(REQUIRED TASK): Copy out the items below, swapping each occurrence of "wooden" for "timber" and leaving everything else unchanged.
######
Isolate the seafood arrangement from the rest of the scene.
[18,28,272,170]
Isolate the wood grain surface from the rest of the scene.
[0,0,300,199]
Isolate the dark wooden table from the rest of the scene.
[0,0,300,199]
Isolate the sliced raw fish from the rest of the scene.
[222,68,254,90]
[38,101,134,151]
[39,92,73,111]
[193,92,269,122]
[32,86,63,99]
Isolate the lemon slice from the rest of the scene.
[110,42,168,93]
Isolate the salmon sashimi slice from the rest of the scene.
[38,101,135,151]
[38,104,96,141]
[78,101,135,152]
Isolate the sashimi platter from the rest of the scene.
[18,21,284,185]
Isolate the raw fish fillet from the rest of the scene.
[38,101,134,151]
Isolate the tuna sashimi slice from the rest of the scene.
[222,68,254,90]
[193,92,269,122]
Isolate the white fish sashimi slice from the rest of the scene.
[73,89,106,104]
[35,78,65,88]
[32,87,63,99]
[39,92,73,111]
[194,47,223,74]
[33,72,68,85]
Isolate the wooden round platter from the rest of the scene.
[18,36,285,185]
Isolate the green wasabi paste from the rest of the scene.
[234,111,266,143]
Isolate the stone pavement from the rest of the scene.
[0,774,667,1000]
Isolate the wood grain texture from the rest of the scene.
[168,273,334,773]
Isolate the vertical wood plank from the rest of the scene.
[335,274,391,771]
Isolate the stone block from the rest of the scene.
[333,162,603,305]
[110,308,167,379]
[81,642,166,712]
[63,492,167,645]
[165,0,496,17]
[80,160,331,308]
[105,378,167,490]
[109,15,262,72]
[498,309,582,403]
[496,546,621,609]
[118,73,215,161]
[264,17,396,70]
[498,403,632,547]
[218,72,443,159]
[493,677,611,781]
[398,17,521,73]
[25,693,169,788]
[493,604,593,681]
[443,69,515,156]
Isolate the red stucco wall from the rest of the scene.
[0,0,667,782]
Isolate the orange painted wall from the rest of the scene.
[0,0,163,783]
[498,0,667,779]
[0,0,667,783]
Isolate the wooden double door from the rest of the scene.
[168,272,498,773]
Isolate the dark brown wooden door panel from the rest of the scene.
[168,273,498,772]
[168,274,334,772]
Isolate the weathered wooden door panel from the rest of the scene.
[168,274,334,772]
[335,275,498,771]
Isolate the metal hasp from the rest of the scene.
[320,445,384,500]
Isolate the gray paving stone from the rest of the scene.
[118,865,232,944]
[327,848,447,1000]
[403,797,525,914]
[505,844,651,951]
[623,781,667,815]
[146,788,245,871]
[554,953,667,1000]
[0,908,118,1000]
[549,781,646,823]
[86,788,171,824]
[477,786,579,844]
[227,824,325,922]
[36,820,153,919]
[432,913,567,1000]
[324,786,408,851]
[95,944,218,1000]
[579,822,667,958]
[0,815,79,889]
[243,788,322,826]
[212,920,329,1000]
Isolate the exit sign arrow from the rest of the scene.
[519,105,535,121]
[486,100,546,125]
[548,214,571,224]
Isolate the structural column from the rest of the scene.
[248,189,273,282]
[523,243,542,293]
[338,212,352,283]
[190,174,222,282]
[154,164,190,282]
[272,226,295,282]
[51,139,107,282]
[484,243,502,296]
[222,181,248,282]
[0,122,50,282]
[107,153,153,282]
######
(RESPONSE FOR THIS EXERCISE):
Isolate the seafood arrangement from the rest of the scene.
[18,28,272,170]
Isolate the wood grain surface from the rest of the scene.
[0,0,300,199]
Isolate the dark timber table from the rest of the scene.
[0,0,300,199]
Isolate the sliced raw fish from the rest of the scene.
[222,68,254,90]
[38,101,134,151]
[39,92,73,111]
[193,92,269,122]
[32,86,63,99]
Isolate the lemon slice from the rest of the scene.
[110,42,168,93]
Isolate the salmon sashimi slice from the rest of the scene.
[38,101,135,151]
[38,104,96,141]
[78,101,135,152]
Isolate the sashimi platter from the rest of the scene.
[18,21,284,185]
Isolate the raw fish fillet from the rest of the scene.
[38,101,134,151]
Isolate the tuna sashimi slice from the rest of the scene.
[222,68,254,90]
[193,92,269,122]
Isolate the white fish sashimi slice from the rest of the scene.
[73,89,106,104]
[35,78,65,88]
[32,87,63,99]
[39,92,73,111]
[194,47,223,74]
[33,72,68,85]
Isolate the timber round platter from the rest of the scene.
[18,36,285,185]
Isolate the green wasabi paste from the rest of the scene.
[234,111,266,143]
Isolate the stone pavement from the rest of the scene.
[0,774,667,1000]
Isolate the wood grain texture from the rest of the scene.
[168,273,334,773]
Isolate the vertical wood plank from the rest of the scene.
[335,274,391,771]
Isolate the stone block from the rest of the scene.
[333,162,603,305]
[110,308,167,379]
[81,642,166,712]
[63,492,167,645]
[165,0,496,17]
[80,160,331,308]
[105,378,167,490]
[109,15,262,72]
[498,309,582,403]
[496,546,621,609]
[118,73,215,161]
[264,17,396,70]
[498,403,632,547]
[218,72,443,159]
[493,677,611,781]
[398,17,521,73]
[25,693,169,788]
[493,604,593,681]
[443,69,515,156]
Isolate the red stucco wall from the rest of the scene.
[0,0,667,782]
Isolate the orange painted wall from the rest of the scene.
[0,0,163,783]
[498,0,667,779]
[0,0,667,783]
Isolate the timber double door from the rest of the scene.
[168,272,498,773]
Isolate the dark brown timber door panel from the rest of the scene.
[168,273,498,772]
[168,274,334,772]
Isolate the weathered timber door panel from the rest of the scene.
[168,274,334,772]
[335,275,498,771]
Isolate the metal hasp from the rest of the scene.
[320,445,384,500]
Isolate the gray paving stone from the rest of the scene.
[118,865,232,944]
[327,848,447,1000]
[403,797,525,914]
[505,844,651,951]
[623,781,667,815]
[146,788,245,871]
[554,953,667,1000]
[0,908,118,1000]
[549,781,646,823]
[86,788,171,824]
[477,786,579,844]
[227,824,325,922]
[36,820,153,919]
[432,913,567,1000]
[324,786,408,851]
[95,944,218,1000]
[579,822,667,958]
[0,815,79,889]
[243,788,322,826]
[212,920,329,1000]
Isolate the exit sign arrow from the rest of the scene.
[519,105,535,121]
[486,100,546,125]
[548,214,571,224]
Isolate the structural column from the rest of the scene.
[248,189,273,282]
[523,243,542,293]
[338,212,352,283]
[190,174,222,282]
[154,164,190,282]
[272,226,295,282]
[51,139,107,282]
[484,243,502,296]
[222,181,248,282]
[0,122,50,282]
[107,153,153,282]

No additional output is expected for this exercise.